• **Quoted text**:

Thanks Charles, I tried the file copying for now and it works. The script is small for now so I can change my variables to lower-case, but how will that be helpful? How can I "ignore all-caps variables entirely"? Thank you!
Inside your while loop (before the printf), [[ $item =~ ^[[:upper:]]*= ]] && continue is one way to skip any variable with an all-uppercase name, and thus ensure that you're only transmitting variables inside the namespace POSIX reserves for application use. The advantage here is that anything like LD_PRELOAD, LD_LIBRARY_PATH, LC_LOCALE, etc that isn't part of your script but is local system-level configuration gets ignored; likewise, keeps you safe even if someone does flag a shell variable (BASHOPTS, etc) for export.
0

This method works using GNU bash, version 5.1.4(1)-release (x86_64-pc-linux-gnu)

• **Stored data**:
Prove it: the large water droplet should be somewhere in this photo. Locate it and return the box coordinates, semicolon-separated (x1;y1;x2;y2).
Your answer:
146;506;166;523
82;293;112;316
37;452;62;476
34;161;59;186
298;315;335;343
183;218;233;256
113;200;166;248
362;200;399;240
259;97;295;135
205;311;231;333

• **Parts of the exercise**:
A. In the bash discussion, condense the paragraph beginning "Inside your while loop" into a short list that keeps its main facts.
B. According to the bash discussion, which version of bash was the method confirmed to work with?
C. Carry on the bash discussion from its final line, adding the next reply in the thread.

• **Outputs**:
A.
- Placing `[[ $item =~ ^[[:upper:]]*= ]] && continue` inside the while loop, before the printf, skips any variable whose name is all uppercase.
- This ensures only variables in the namespace POSIX reserves for application use are transmitted.
- Local system-level configuration that isn't part of the script, such as LD_PRELOAD, LD_LIBRARY_PATH and LC_LOCALE, is ignored.
- It also keeps things safe if someone flags a shell variable like BASHOPTS for export.

B. GNU bash, version 5.1.4(1)-release (x86_64-pc-linux-gnu).

C.
#!/bin/bash
#################################################################################

source $CONF_FILE

#settings.conf contains OS_NAME="Caine Linux"
CONF_FILE="/tmp/settings.conf"
special_file='!abc123'
OS_NAME='my_server'
    
display_os_name() 
{
    echo "My OS is:" $OS_NAME
}

ssh -tt -q user@host << EOT
    
    CONF_FILE=$CONF_FILE
    special_file=$\\special_file
    OS_NAME=$OS_NAME
    $(typeset -f display_os_name)
    display_os_name

EOT
#################################################################################

1 Comment

typset appears to be a typo -- should be typeset or declare.